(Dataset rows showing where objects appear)
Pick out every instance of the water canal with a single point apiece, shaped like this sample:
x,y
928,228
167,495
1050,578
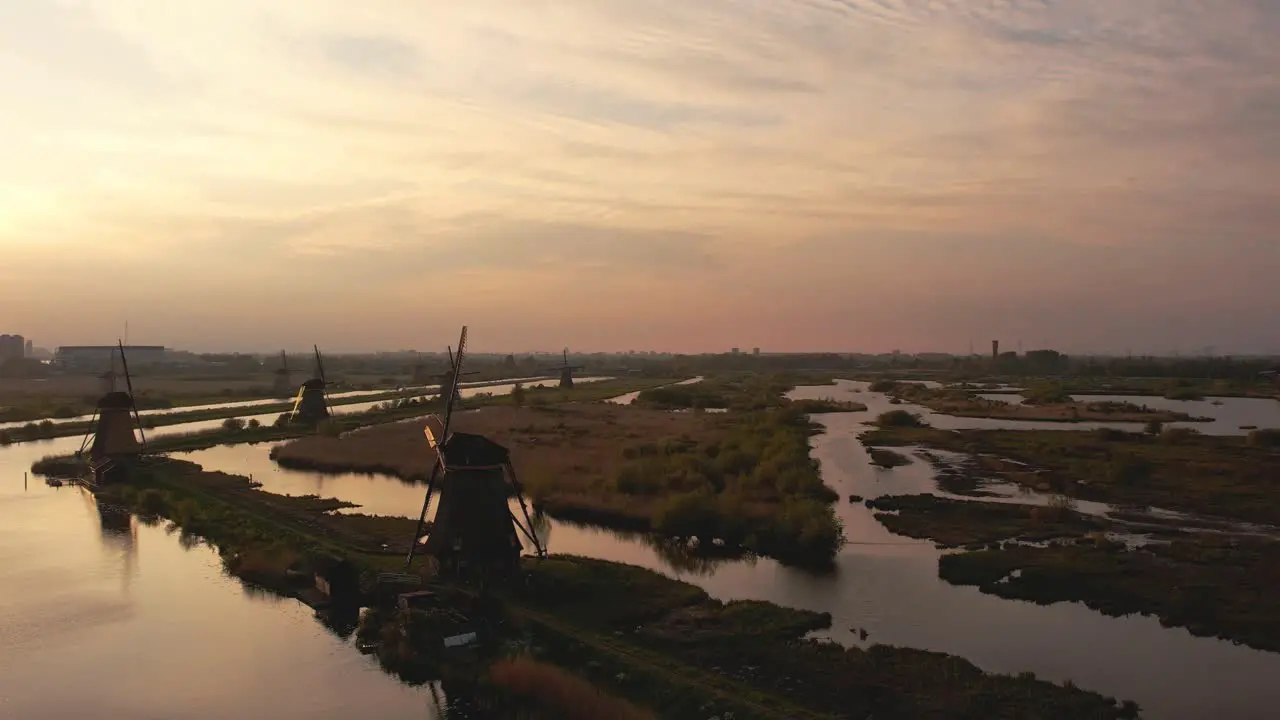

- _WHAT NEEDS TO BE DONE_: Copy the rows above word for word, without the pictures.

- _ANSWER TO THIS TASK_:
Pick out every instance of the water canal with a single point apiece, shaped like this sample:
x,y
928,228
167,495
1050,578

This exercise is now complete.